### Exercise brief
Rewrite every line of the listing below, requests included, and add 63 to each x and y coordinate in the answers. Leave the pictures out.

Entries from a point annotation set:
= = = = = = =

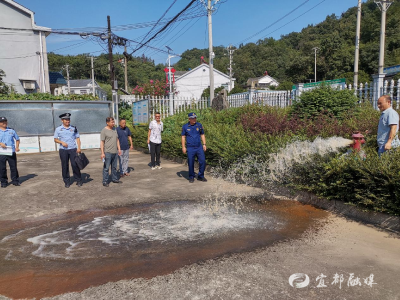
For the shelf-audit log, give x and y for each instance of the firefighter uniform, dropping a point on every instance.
(69, 136)
(194, 147)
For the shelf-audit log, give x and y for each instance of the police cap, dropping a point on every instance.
(65, 116)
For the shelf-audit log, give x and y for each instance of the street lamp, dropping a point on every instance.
(171, 94)
(383, 6)
(315, 63)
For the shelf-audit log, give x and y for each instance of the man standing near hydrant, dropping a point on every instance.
(388, 125)
(9, 142)
(192, 136)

= = = = = = =

### Correct response
For the shelf-audit log, give x and y for each instance of the firefighter uniform, dropping a point on every instance.
(132, 199)
(257, 210)
For the shelf-audit log, give x and y for each instance of the police cap, dropping a point on every instance.
(128, 179)
For the shelf-audit log, give x and y for each instance of the street lamp, dropping a point on every instance.
(234, 157)
(446, 69)
(378, 126)
For the shelf-audit log, give x and y for each instance of the man standing near hydrant, dropping a point on every instance.
(451, 188)
(72, 205)
(255, 199)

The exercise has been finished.